▶ [STATED GOAL A]: In the gettext mailing-list post, do the following statements agree with the text: (i) Zope's msgids come only from program source code; (ii) the change should visibly affect only .ugettext(); (iii) translators seldom make mistakes? Answer yes or no for each and quote the words that decide it.

▶ [DOCUMENT SECTION]:
* Begin *

[Python-Dev] Re: [I18n-sig] Changes to gettext.py for Python 2.3

16 Apr 2003 15:36:08 -0400

On Wed, 2003-04-16 at 15:20, Martin v. Löwis wrote:
> Barry Warsaw <barry@python.org> writes:
> 
> > Right, but see above.  E.g. if your string literals are all Spanish and
> > you want a Turkish translation, then utf-8 is the only common encoding
> > you could possibly use in a .po file, right?
> 
> That's why your string literals should never be all Spanish. If you
> have Spanish string literals and use escape codes in the msgid,
> reading the Spanish msgid becomes difficult, anyway.

So why isn't the English/US-ASCII bias for msgids considered a liability
for gettext?  Do non-English programmers not want to use native literals
in their source code?

If we adhere to this limitation instead of extending gettext then it
seems like Zope will be forced to use something else, and that seems
like a waste.  Its msgids come from sources other than program source
code and such sources may indeed be written in non-English.  It seems
like gettext is so close and all the machinery is almost there, that
this small enhancement should be harmless and helpful.

BTW, I believe that if all your msgids /are/ us-ascii, you should be
able to ignore this change and have it works backwards compatibly.

Also, this change ought to visibly only affect .ugettext() which isn't
part of the traditional gettext API anyway.

> > > 3. By converting the msgids, they are also changing them. That means
> > >    the msgids are not really suitable as keys anymore.
> > 
> > Is this still a problem for when charset=utf-8?
> 
> If the msgids are UTF-8, with non-ASCII characters C-escaped,
> translators will *still* put non-UTF-8 encodings into the catalogs.
> This will then be a problem: The catalog encoding won't be UTF-8,
> and you can't process the msgids.

Isn't this just another validation step to run on the .po files?  There
are already several ways translators can (and do!) make mistakes, so we
already have to validate the files anyway.

-Barry

* End *

Rows from a pointing dataset
* Begin *

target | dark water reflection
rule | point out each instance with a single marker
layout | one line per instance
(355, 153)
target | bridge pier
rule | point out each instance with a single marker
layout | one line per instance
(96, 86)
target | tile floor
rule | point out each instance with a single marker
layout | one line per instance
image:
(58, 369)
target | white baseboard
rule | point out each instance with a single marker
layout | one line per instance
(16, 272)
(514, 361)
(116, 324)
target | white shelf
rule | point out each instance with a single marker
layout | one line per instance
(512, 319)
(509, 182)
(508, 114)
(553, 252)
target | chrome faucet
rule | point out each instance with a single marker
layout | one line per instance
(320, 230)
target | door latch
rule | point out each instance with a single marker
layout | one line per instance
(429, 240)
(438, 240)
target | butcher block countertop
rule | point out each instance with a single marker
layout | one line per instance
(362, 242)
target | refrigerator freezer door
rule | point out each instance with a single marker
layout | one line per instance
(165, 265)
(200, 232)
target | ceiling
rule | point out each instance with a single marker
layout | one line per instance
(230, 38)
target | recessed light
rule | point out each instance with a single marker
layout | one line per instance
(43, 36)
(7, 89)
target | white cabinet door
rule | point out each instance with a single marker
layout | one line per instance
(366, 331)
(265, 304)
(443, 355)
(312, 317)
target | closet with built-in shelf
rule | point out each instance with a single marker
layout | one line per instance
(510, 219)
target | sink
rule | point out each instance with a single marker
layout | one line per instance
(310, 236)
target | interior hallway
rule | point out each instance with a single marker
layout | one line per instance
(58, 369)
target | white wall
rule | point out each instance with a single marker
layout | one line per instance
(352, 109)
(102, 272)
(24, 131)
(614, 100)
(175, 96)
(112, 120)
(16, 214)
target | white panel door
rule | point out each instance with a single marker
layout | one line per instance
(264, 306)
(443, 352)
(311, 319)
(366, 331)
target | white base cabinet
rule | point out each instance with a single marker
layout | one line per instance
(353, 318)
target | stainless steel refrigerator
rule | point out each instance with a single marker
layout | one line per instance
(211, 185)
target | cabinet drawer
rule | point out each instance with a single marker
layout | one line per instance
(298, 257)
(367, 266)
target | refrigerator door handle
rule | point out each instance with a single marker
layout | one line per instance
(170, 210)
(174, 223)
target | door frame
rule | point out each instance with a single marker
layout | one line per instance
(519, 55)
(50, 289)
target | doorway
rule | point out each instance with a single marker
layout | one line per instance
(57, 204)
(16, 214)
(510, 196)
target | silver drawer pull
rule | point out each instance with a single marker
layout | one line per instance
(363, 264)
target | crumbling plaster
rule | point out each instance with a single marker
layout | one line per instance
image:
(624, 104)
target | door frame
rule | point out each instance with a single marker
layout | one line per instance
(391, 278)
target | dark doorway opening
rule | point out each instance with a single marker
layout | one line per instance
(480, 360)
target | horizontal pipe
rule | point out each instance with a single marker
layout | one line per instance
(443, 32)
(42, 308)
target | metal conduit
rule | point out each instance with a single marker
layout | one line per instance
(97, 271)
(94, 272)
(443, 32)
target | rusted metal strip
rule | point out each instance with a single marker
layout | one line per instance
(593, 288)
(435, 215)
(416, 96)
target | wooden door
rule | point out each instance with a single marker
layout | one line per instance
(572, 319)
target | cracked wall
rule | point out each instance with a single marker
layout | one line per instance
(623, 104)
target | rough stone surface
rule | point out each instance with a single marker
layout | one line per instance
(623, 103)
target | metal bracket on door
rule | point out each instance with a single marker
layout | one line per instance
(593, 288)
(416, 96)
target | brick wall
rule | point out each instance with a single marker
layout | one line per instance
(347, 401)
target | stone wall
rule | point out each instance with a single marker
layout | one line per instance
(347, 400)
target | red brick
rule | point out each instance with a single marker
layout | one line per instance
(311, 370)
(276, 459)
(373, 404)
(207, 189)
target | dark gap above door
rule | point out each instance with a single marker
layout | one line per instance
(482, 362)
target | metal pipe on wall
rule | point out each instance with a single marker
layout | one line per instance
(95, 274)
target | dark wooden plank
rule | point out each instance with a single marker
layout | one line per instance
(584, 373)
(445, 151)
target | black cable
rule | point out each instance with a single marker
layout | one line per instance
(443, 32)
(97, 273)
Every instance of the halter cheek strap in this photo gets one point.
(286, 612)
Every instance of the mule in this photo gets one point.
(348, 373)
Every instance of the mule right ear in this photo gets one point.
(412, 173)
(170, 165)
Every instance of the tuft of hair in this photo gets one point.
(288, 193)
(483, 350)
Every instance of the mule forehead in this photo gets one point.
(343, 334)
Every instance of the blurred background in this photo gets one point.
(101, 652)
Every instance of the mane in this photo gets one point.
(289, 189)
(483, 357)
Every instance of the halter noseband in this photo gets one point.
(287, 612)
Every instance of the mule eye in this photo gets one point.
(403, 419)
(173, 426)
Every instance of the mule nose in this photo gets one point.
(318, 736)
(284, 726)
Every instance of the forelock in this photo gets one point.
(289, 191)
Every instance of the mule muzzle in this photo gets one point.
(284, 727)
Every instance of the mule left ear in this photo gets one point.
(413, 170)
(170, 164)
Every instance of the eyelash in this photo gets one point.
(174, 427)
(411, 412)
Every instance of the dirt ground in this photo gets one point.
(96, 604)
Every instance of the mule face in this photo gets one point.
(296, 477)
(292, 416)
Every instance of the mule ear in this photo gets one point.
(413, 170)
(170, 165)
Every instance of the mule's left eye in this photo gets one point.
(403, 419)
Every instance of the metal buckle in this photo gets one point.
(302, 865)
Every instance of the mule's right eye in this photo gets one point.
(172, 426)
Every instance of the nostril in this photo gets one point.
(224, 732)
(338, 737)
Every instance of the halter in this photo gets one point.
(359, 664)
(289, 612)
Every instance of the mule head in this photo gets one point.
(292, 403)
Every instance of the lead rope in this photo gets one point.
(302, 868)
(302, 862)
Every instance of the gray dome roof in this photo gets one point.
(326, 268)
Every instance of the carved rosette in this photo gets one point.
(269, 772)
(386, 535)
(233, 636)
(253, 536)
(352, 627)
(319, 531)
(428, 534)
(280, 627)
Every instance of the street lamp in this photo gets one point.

* End *

▶ [STATED GOAL B]: Count the lines of the records above that contain the string "drawer", with case counting, and give only the number.

▶ [EXPECTED ANSWER A]:
(i) No: "Its msgids come from sources other than program source code"
(ii) Yes: "this change ought to visibly only affect .ugettext()"
(iii) No: "There are already several ways translators can (and do!) make mistakes"

▶ [EXPECTED ANSWER B]: 2